** GIVEN ENTRIES follows **
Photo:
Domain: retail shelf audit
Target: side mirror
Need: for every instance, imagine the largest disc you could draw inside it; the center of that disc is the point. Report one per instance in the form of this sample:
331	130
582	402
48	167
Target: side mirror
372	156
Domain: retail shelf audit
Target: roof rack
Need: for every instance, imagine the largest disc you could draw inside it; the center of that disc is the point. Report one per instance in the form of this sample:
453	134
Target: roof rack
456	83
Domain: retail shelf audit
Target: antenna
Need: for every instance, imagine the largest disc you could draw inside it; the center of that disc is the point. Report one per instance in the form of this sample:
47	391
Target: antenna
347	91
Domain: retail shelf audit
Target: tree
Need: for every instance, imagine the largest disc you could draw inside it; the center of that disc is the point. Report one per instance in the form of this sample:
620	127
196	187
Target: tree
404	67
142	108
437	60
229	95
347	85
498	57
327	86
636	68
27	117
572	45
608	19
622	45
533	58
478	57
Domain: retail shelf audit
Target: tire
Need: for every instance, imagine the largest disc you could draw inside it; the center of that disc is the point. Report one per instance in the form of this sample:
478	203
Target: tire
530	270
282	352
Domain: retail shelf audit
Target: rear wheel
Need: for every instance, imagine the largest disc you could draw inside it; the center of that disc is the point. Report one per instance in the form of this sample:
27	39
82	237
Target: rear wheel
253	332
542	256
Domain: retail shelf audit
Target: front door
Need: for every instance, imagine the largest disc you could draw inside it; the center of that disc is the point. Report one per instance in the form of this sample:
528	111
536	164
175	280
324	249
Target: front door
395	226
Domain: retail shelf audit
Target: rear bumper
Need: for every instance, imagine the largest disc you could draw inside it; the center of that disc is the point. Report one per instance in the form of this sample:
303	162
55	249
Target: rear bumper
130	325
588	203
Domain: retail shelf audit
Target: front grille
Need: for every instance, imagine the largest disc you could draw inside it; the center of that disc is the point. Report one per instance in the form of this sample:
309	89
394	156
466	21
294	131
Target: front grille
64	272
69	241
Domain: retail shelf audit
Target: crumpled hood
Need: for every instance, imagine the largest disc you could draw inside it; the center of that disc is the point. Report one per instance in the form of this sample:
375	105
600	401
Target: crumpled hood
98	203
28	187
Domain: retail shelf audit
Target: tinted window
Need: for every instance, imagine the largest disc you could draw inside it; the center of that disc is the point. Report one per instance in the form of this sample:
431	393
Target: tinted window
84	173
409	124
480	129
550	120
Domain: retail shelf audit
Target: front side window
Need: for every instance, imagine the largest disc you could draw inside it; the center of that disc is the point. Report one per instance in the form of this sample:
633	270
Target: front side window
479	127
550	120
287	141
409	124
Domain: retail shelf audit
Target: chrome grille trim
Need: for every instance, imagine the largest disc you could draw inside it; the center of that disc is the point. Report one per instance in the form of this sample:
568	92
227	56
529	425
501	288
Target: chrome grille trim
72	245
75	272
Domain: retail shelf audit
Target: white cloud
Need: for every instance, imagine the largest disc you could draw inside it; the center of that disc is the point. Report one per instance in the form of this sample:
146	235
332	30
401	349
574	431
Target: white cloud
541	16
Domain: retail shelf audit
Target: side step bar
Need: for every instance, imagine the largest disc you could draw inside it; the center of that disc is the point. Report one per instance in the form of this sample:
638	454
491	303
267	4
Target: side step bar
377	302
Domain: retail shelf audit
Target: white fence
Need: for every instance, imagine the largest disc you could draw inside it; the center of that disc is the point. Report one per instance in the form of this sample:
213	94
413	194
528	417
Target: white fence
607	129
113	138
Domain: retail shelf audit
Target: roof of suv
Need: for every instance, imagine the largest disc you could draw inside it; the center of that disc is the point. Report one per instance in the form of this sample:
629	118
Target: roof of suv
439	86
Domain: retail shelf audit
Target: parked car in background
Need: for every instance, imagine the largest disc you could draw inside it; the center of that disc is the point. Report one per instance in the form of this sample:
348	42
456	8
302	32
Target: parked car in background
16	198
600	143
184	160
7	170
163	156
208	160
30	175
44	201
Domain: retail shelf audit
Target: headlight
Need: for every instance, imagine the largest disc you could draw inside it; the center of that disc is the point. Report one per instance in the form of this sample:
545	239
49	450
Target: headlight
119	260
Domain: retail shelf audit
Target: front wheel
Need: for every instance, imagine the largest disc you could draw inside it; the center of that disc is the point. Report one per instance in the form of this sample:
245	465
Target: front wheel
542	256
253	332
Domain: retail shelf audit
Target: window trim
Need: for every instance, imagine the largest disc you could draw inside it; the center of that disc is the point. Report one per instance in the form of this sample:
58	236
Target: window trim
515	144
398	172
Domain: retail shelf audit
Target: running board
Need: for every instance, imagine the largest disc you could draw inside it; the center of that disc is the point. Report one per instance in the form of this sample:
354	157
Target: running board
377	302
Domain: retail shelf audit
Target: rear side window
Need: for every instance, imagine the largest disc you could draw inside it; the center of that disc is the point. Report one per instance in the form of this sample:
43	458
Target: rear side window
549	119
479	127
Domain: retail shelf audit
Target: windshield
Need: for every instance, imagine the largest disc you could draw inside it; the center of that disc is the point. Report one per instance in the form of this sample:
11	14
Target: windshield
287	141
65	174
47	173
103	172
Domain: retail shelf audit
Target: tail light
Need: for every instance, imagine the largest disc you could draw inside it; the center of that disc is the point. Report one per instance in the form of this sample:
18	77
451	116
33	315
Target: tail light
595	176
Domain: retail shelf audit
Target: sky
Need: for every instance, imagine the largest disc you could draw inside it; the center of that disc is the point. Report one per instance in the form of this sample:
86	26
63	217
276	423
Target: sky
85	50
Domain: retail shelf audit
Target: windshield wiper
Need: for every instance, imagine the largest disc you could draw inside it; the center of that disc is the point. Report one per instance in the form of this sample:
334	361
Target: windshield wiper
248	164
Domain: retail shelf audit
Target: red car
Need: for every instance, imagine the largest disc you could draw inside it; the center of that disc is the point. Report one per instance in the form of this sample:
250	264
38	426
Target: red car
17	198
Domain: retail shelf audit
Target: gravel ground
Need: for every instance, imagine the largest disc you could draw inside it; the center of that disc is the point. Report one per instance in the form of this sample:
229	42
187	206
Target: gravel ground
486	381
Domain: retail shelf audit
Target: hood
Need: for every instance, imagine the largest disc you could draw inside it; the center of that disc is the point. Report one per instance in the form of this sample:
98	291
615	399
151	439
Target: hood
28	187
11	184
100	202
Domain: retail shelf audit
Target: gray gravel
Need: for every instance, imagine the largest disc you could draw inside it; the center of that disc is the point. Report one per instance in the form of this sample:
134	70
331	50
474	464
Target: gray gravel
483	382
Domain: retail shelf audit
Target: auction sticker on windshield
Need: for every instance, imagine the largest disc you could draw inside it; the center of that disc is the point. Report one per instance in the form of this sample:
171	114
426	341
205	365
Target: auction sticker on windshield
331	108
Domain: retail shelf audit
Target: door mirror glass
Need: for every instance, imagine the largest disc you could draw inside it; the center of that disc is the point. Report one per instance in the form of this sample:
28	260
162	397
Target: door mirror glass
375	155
** End of GIVEN ENTRIES **
■ **DIRECTIONS**: Every entry must be set down exactly, with nothing left out.

■ **EXERCISE RESULT**:
Photo:
Domain: retail shelf audit
Target: side mirror
Need: for every instance, imagine the largest disc you could draw inside it; the center of that disc is the point. Report one per instance in the form of this sample:
331	130
582	402
48	167
Target: side mirror
372	156
Domain: retail shelf audit
Target: roof rack
Need: for every instance, imagine the largest disc you could draw inside it; the center of that disc is the point. Report one per instance in the form of this sample:
453	134
Target: roof rack
456	83
Domain: retail shelf audit
Target: antenna
Need: for every instance, imagine the largest disc you could draw inside it; the center of that disc is the point. Report one per instance in the form of this sample:
47	391
Target: antenna
347	91
Domain: retail shelf audit
Target: tree
Need: for every instance, imagine the largest disc you could draw inside it; the center of that disc is the point. Report one per instance in the form of this sample:
620	127
196	187
Target: tree
404	67
142	108
437	60
229	95
347	85
498	57
327	86
636	68
27	117
572	45
608	19
622	45
533	58
478	57
Domain: retail shelf audit
Target: tire
Need: for every instance, imagine the largest disc you could draw inside it; the center of that disc is the point. Report one per instance in the form of this sample:
478	203
Target: tire
530	270
282	352
Domain: retail shelf audit
Target: rear wheel
Need: for every instance, imagine the largest disc you could draw inside it; the center of that disc is the point. Report one per instance in the form of this sample:
27	39
82	237
Target: rear wheel
253	332
542	256
Domain: retail shelf audit
Target: front door
Need: for every instance, imagine the largest disc you could draw inside it; the center of that disc is the point. Report one per instance in the form of this sample:
528	111
536	164
175	280
324	249
Target: front door
395	226
Domain: retail shelf audit
Target: rear bumper
Need: for every instance, imagine the largest disc you could draw inside it; the center of that disc is the point. Report one per instance in the form of this sample:
303	162
55	249
Target: rear bumper
130	325
588	203
Domain: retail shelf audit
Target: front grille
Need: for every instance, imagine the largest disc you could draw inside it; the center of that disc is the point. Report one per instance in the form of this sample:
309	89
394	156
466	21
294	131
Target: front grille
64	272
69	241
Domain: retail shelf audit
Target: crumpled hood
Need: for every instance, imagine the largest disc you could draw inside it; the center of that disc is the point. Report one per instance in the form of this sample:
375	105
600	401
Target: crumpled hood
98	203
28	187
Domain: retail shelf audit
Target: tinted window
Need: for every instance, imagine the largest disc you could draw inside it; the center of that disc is the point. Report one per instance in the form of this sample:
431	393
Target: tinted window
84	173
409	124
480	129
550	120
Domain: retail shelf audit
Target: front side window
Need: for every instance, imagine the largest disc you could draw inside it; the center of that disc is the point. Report one per instance in the form of this sample:
633	270
Target: front side window
479	127
550	120
287	141
409	124
Domain: retail shelf audit
Target: chrome grille trim
Need: for every instance, imagine the largest disc you could draw inside it; the center of that disc is the point. Report one per instance in the form of this sample:
568	92
227	56
529	425
501	288
Target: chrome grille trim
72	245
75	272
Domain: retail shelf audit
Target: white cloud
Need: for every instance, imagine the largest disc you could draw inside it; the center of that disc is the point. Report one per instance in the form of this sample:
146	235
332	30
401	349
574	431
Target: white cloud
541	16
Domain: retail shelf audit
Target: side step bar
Need: for every instance, imagine the largest disc you could draw inside it; the center of that disc is the point. Report one per instance in the form of this sample:
638	454
491	303
267	4
Target: side step bar
377	302
Domain: retail shelf audit
Target: white fence
Need: for every instance, imagine the largest disc you could draw inside it; the center of that disc is the point. Report one per instance in the form of this sample:
213	94
413	194
528	417
Target: white fence
607	129
113	138
Domain: retail shelf audit
Target: roof of suv
Need: for every instance, imagine the largest disc you could draw inside it; the center of that disc is the point. Report one per instance in the form of this sample:
629	118
Target: roof of suv
439	86
Domain: retail shelf audit
Target: parked car in background
Need: for every instance, imagine the largest disc you could draw inside it; the center of that disc is the point. Report one per instance in the form of this sample:
348	42
456	8
302	32
Target: parked car in background
16	198
600	143
184	160
7	170
163	156
208	160
30	175
44	201
Domain: retail shelf audit
Target: headlight
Need: for every instance, imagine the largest disc you could draw inside it; the center of that disc is the point. Report one per instance in the form of this sample:
545	239
49	450
Target: headlight
119	260
Domain: retail shelf audit
Target: front wheel
Need: for every instance, imagine the largest disc you could draw inside it; the center of that disc is the point. Report one per instance in the form of this sample:
245	465
Target: front wheel
542	256
253	332
Domain: retail shelf audit
Target: window trim
Need: for every instance, imagine the largest disc you could draw inside it; the center of that disc is the point. Report one per instance in the form of this sample:
58	236
Target: window trim
515	144
398	172
Domain: retail shelf audit
Target: running board
Need: for every instance, imagine the largest disc you could draw inside it; the center of that disc is the point. Report one per instance in the form of this sample:
354	157
Target: running board
377	302
Domain: retail shelf audit
Target: rear side window
Need: for every instance, imagine the largest disc you could draw inside it; the center of that disc is the point. Report one per instance in the form of this sample:
43	458
Target: rear side window
549	119
479	127
Domain: retail shelf audit
Target: windshield
Need: for every instance, imagine the largest disc you could draw inside it; the center of that disc is the point. Report one per instance in the form of this sample:
11	14
Target: windshield
287	141
65	174
47	173
103	172
Domain: retail shelf audit
Target: tail light
Need: for every instance, imagine the largest disc you could draw inside it; the center of that disc is the point. Report one per instance in the form of this sample:
18	77
451	116
33	315
Target: tail light
595	176
Domain: retail shelf audit
Target: sky
Need: for every instance, imagine the largest disc you could draw inside it; the center of that disc is the point. Report one per instance in the form of this sample:
86	26
63	217
276	423
Target: sky
85	50
Domain: retail shelf audit
Target: windshield wiper
Need: for every instance, imagine the largest disc you could draw inside it; the center of that disc is the point. Report one per instance in the form of this sample:
334	361
Target: windshield wiper
248	164
Domain: retail shelf audit
Target: red car
Need: for every instance, imagine the largest disc you could draw inside it; the center of that disc is the point. Report one per instance in the form of this sample:
250	264
38	426
Target: red car
17	198
Domain: retail shelf audit
Target: gravel ground
Need: for every instance, imagine the largest disc you could draw inside it; the center of that disc is the point. Report one per instance in the form of this sample:
229	42
187	206
Target: gravel ground
486	381
Domain: retail shelf audit
Target: hood
Need: for every instance, imagine the largest disc you could draw inside it; the center of that disc is the point. Report one per instance in the form of this sample:
98	291
615	399
151	439
Target: hood
28	187
11	184
100	202
Domain: retail shelf audit
Target: gray gravel
Need: for every instance, imagine the largest disc you could draw inside it; the center of that disc is the point. Report one per instance in the form of this sample:
134	70
331	50
474	464
Target: gray gravel
483	382
Domain: retail shelf audit
Target: auction sticker on windshield
Need: for every instance, imagine the largest disc you could draw inside it; the center of that disc is the point. Report one per instance in the form of this sample:
171	114
426	341
205	365
Target: auction sticker on windshield
331	108
Domain: retail shelf audit
Target: door mirror glass
Need: for every instance, imagine the largest disc you could draw inside it; the center of that disc is the point. Report one per instance in the form of this sample:
28	260
162	397
Target: door mirror glass
375	155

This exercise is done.